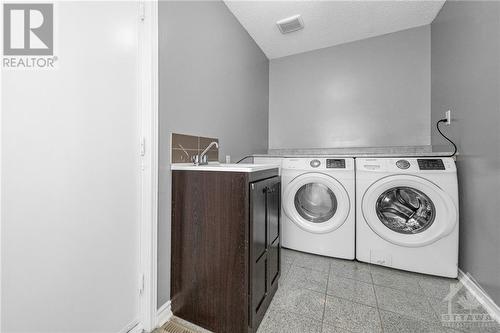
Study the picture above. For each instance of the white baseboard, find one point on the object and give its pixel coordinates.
(133, 327)
(164, 314)
(475, 289)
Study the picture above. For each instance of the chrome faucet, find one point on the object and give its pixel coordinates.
(202, 159)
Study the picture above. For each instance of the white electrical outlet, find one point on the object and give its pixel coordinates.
(448, 117)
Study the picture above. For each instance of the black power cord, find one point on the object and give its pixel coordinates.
(244, 158)
(444, 136)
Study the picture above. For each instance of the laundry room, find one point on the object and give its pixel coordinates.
(250, 166)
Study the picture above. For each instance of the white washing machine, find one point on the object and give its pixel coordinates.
(407, 214)
(318, 206)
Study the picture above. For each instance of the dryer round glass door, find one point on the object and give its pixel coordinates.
(405, 210)
(316, 202)
(408, 210)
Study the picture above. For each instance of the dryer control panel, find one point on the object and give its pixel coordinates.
(332, 163)
(430, 164)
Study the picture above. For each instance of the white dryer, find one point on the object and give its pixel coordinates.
(318, 206)
(407, 214)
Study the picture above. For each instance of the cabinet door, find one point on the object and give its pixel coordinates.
(273, 262)
(258, 197)
(273, 209)
(259, 284)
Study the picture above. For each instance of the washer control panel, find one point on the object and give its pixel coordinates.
(332, 163)
(315, 163)
(430, 164)
(403, 164)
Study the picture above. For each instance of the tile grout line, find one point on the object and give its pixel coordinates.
(376, 302)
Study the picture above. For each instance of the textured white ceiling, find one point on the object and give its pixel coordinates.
(328, 23)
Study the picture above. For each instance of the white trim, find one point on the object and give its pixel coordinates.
(148, 103)
(133, 327)
(164, 314)
(475, 289)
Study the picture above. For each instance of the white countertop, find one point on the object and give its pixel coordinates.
(359, 155)
(395, 151)
(243, 167)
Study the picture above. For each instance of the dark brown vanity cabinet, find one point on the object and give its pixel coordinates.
(265, 255)
(225, 247)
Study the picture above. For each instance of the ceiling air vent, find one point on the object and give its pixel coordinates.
(290, 24)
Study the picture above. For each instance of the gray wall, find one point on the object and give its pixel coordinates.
(213, 83)
(466, 79)
(374, 92)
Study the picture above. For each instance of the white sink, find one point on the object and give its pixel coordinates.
(232, 167)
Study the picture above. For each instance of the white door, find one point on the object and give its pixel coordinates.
(70, 177)
(316, 202)
(408, 210)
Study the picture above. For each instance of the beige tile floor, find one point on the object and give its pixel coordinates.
(320, 294)
(324, 295)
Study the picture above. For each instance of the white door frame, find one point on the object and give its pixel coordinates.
(148, 104)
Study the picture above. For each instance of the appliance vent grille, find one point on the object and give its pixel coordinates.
(290, 24)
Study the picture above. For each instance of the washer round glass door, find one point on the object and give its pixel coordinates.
(316, 202)
(408, 210)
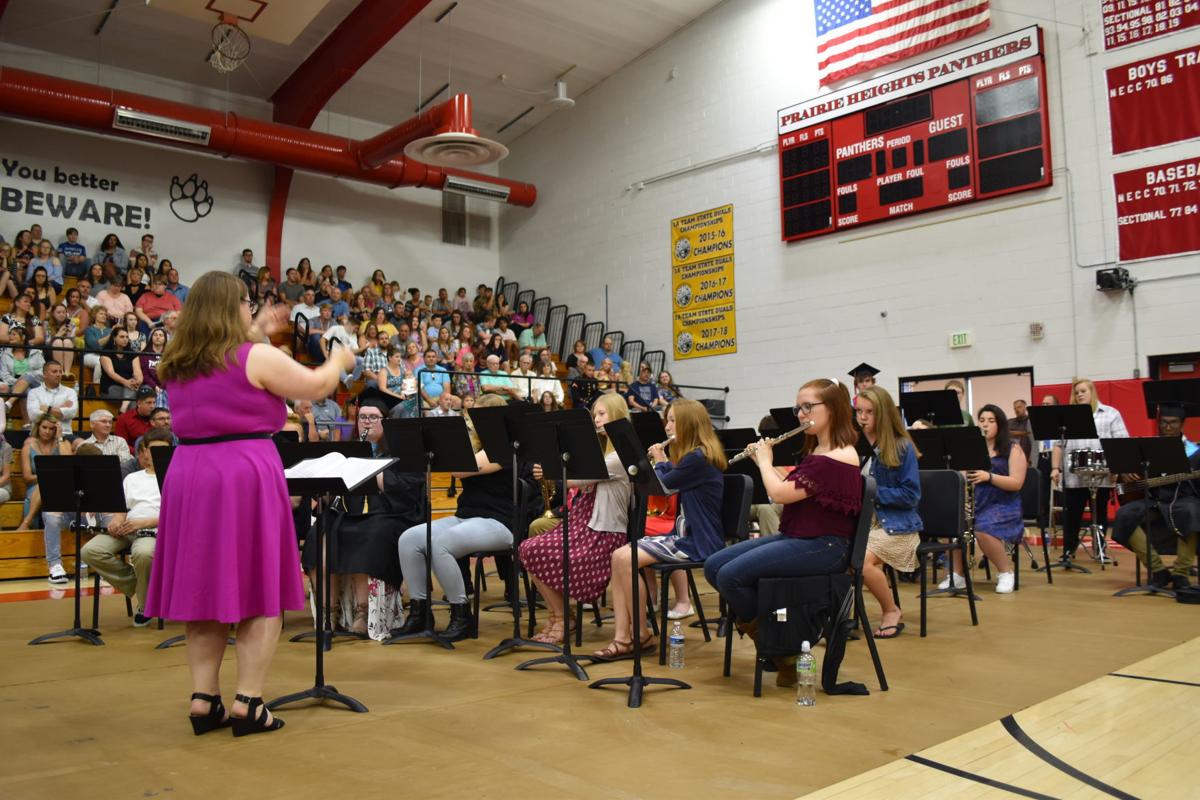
========================================================================
## SET TASK
Pull out every line of the records above that contains the string "dryer", and copy each one in full.

## RESULT OF THIS EXERCISE
Study the picture above. For each instance of the dryer round glass door, find one point on the object and give its pixel coordinates.
Study the picture above. For each instance of the dryer control panel, find one point on the object and give its pixel coordinates.
Study the picture above. For each instance of the white dryer, find one point on the object and give its pixel coordinates.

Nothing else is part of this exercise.